◆ TEXT PROVIDED
## start

The decades of hand-wringing, lawfare, partisan and bipartisan moralizing over “torture”, and the ever-present drumbeat of criticism for the Bush administration, have all boiled down to this. Osama bin Laden is dead, killed by an American special forces assault team.
As for all of that talk about terrorists having rights, even Constitutional rights, and attempts to apply our criminal law to the battlefield, it was all meaningless. And despite having a cadre of anti-military leftists in the White House, our system worked.
During the campaign for the presidency, for example, then Senator Obama conflated crimes on US soil committed by people who were US residents with those captured on the battlefield overseas:
A terrorist is a civilian who commits a crime against other civilians to further a political agenda. Motivations, unlike the simple facts of injuries sustained or property damage done, must be determined at trial, and there is no way to judge motive ahead of time. So domestic terrorists must of course be tried in our civilian criminal court system, or at least arraigned there. To say otherwise is to open too wide the door to abuse.

## end

◆ SOURCE DATA

## start

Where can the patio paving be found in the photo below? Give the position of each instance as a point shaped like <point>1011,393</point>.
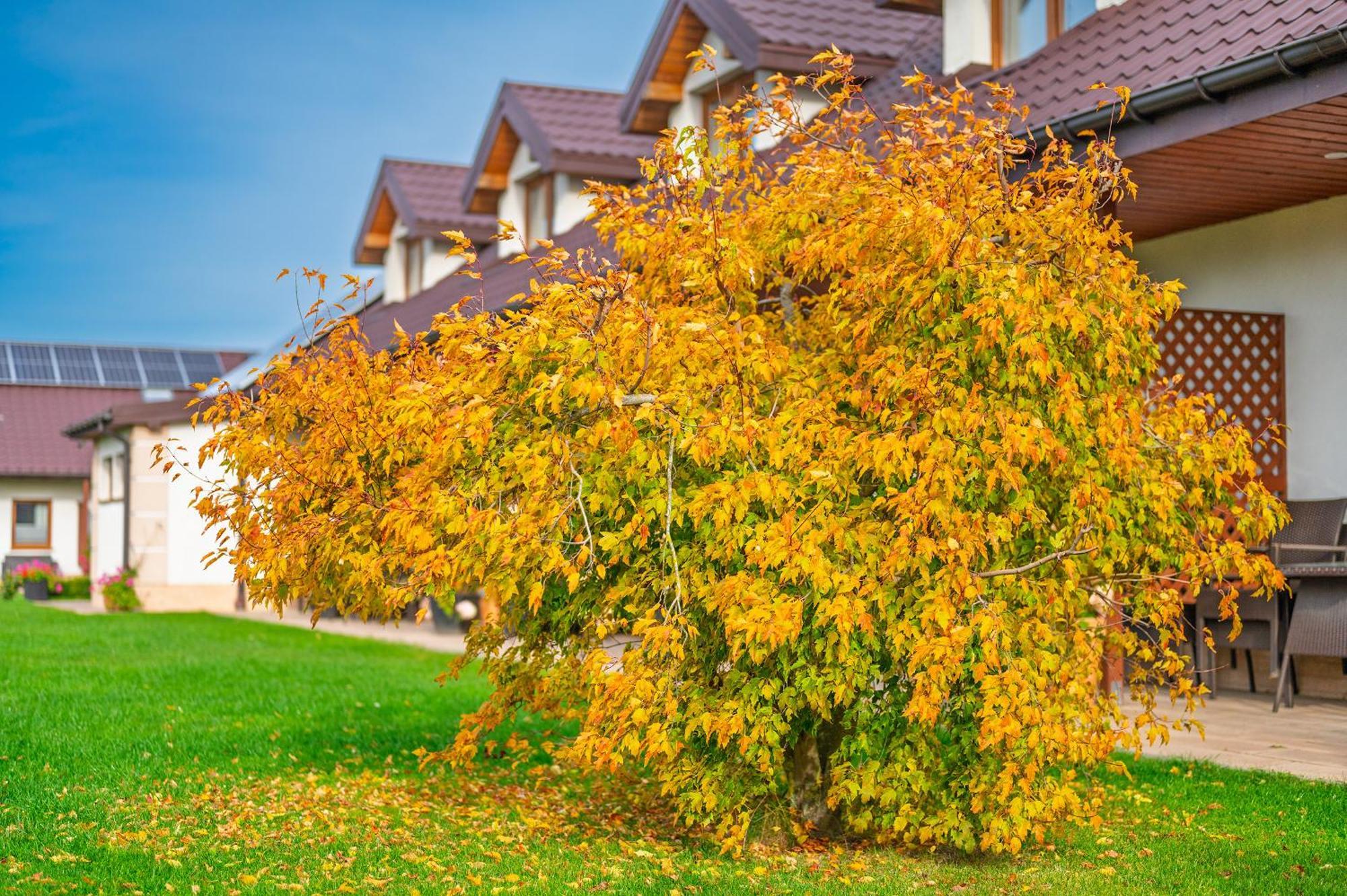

## end

◆ GIVEN TASK
Decide whether each statement agrees with the text on bin Laden's death, answering yes or no and quoting the deciding words: (a) Bin Laden was killed by an American special forces team. (b) Bin Laden was captured alive. (c) The system worked. The data above have no connection to the text on bin Laden's death.

◆ WORKED ANSWER
(a) Yes: "killed by an American special forces assault team."
(b) No: "Osama bin Laden is dead."
(c) Yes: "our system worked."